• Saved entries

-- -- --

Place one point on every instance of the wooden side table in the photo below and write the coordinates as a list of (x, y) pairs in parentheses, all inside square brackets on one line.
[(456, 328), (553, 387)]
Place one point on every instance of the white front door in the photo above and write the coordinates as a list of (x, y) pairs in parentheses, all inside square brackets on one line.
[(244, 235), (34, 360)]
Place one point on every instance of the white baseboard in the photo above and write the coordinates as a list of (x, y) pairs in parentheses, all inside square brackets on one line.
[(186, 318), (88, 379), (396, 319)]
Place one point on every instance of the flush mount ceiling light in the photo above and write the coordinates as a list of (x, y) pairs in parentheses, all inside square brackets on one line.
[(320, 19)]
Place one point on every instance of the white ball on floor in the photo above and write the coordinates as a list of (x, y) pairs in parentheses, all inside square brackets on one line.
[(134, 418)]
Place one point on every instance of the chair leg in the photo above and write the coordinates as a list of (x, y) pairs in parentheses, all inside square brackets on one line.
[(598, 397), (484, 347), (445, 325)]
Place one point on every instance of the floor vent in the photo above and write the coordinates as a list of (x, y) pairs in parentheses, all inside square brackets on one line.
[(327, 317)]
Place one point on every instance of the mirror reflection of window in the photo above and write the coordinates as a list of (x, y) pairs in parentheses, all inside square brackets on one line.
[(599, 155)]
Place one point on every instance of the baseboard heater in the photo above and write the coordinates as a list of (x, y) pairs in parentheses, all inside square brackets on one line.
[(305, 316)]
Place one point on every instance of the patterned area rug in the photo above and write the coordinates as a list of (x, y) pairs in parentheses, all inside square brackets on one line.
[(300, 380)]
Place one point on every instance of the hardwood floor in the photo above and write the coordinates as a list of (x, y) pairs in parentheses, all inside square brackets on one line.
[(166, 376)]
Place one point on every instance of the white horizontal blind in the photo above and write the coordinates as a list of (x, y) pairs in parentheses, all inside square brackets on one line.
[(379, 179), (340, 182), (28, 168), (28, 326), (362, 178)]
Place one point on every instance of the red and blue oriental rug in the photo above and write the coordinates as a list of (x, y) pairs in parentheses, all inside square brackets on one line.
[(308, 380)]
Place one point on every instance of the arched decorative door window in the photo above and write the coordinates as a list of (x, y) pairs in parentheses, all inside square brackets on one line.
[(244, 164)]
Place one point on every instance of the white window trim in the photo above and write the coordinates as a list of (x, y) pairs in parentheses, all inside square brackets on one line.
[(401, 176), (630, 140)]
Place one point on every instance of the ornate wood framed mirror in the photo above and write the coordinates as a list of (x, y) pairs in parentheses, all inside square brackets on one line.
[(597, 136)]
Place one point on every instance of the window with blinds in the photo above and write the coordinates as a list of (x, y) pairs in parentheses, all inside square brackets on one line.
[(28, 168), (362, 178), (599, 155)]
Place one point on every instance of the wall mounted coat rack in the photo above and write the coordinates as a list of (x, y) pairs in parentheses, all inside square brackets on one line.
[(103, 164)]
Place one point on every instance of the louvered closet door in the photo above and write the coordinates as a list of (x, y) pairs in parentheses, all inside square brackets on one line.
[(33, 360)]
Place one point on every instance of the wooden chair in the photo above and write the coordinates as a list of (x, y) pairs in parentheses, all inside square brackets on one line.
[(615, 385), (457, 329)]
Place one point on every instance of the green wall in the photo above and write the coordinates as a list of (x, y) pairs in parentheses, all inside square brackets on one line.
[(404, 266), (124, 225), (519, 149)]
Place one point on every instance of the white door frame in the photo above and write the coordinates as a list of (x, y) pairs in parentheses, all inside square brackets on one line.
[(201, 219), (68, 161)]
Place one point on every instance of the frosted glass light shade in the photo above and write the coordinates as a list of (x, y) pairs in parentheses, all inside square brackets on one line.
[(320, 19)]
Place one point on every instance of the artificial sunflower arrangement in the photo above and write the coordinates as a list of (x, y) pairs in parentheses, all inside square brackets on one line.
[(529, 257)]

-- -- --

Please reproduce every line shown above, exactly as written.

• YOUR SOLUTION
Place one point on every instance of the wooden side table in the photo below and write the coordinates as a list of (x, y) pairs in parentheses, all inside square brackets on one line.
[(456, 328), (553, 387)]
Place one point on every instance of the white front door in the photo above and write the coordinates as a list of (x, y) pairs in parentheses, all inside square brackets on one line.
[(244, 235), (34, 360)]
Place one point on every instance of the white baseboard in the photo above and write the coordinates as a list of (x, y) pairs in parentheses, all inside square brackets on one line.
[(186, 318), (88, 379), (396, 319)]
Place one point on every instance of the flush mount ceiling light in the photo above and write the coordinates as a list of (x, y) pairs in parentheses, all inside square brackets on one line.
[(320, 19)]
Place one point on every instance of the white ball on floor in the photo above and write the coordinates as a list of (x, y) pairs in parentheses, all inside square brackets on one line.
[(134, 418)]
Place one point on every instance of the chair leg in the photo above and write the coordinates as a list of (x, y) pairs in parentheses, all inside square brackets on one line.
[(598, 397), (484, 347), (445, 325)]
Place one point on every instance of the floor vent in the photo above and write the coordinates as a list of (x, y) pairs in parentheses, all inside square brackets on one line.
[(327, 317)]
Place one point on every instance of the mirror reflection of window in the photo above and write the coordinates as a list of (x, y) pairs in parentheses, all inside square brackets on one line.
[(599, 155)]
Place one point on every instance of the baseboard heater in the photo above and write the coordinates as a list of (x, y) pairs in parentheses, all inside square brackets on one line.
[(305, 316)]
Place one point on every instance of the patterned area rug in the photo above and write the coordinates as a list of (x, y) pairs in parentheses, all inside square brackets on one line.
[(300, 380)]
Place one point on every instance of the hardwood floor in the photo above and write the coordinates as a list of (x, y) pairs in parentheses, all inside square brackets on one line.
[(166, 376)]
Place one point on every instance of the white horizontal blind in the photo above and write the coordinates as a list of (x, y) pairs in parentheses, all inside square brackets on one line.
[(379, 179), (340, 182), (28, 168), (28, 326), (362, 178)]
Place one point on every instance of the red and blue oriental rug in the photo above and write the coordinates as a list of (x, y) pairs in parentheses, all inside square brackets on one line.
[(308, 380)]
Place one point on every instance of the arched decorative door window in the photo above and write the coordinates as a list of (x, y) pairs in parentheses, all inside square brackets on one line.
[(244, 164)]
Place one point on every instance of the white window trim in the photo above and write the coordinates as a list of (x, y) pairs in parentheses, all inside square brackets on one line.
[(401, 176), (630, 140)]
Place one point on every instance of the ornate wood framed mirror in the photo above and write the coordinates as a list of (x, y) pairs in parentheses, all inside square brackets on one line.
[(597, 136)]
Place one point on every instance of the window with blinds in the photo above and write the coordinates as a list of (x, y) pairs in parentheses, all inside square brackets on one line.
[(28, 168), (362, 178), (599, 155)]
Place one point on every instance of the wall mounted coat rack in the photo above and write the coordinates as a list of (x, y) pairs in parentheses, all inside square brackets on one line.
[(103, 164)]
Place one point on every instance of the louvered closet door in the photo above and write the coordinates as a list of (x, y) pairs in parentheses, all inside square brackets on one line.
[(33, 360)]
Place one point on every instance of the wooden chair in the photo above and write the coordinates as a list of (x, y) pairs in parentheses, all inside square brackets on one line.
[(615, 385), (457, 329)]
Place one point on every instance of the green wall in the photo above and write the coordinates as a list of (x, y) pairs in parentheses, all inside square brackets on one line.
[(404, 266), (124, 225), (519, 149)]
Place one point on every instance of the white door frame in the photo above and write the coordinates as a list of (x, y) pairs in parentheses, all inside square brackets on one line.
[(201, 219), (68, 161)]
Place one point on every instance of the frosted glass light shade in the photo above and write the coordinates as a list of (x, y) pairs in parentheses, all inside square brackets on one line.
[(320, 19)]
Place one point on every instance of the artificial sunflower arrangement in the photo above and write the coordinates as a list of (x, y) pairs in parentheses, all inside square brackets on one line.
[(529, 257)]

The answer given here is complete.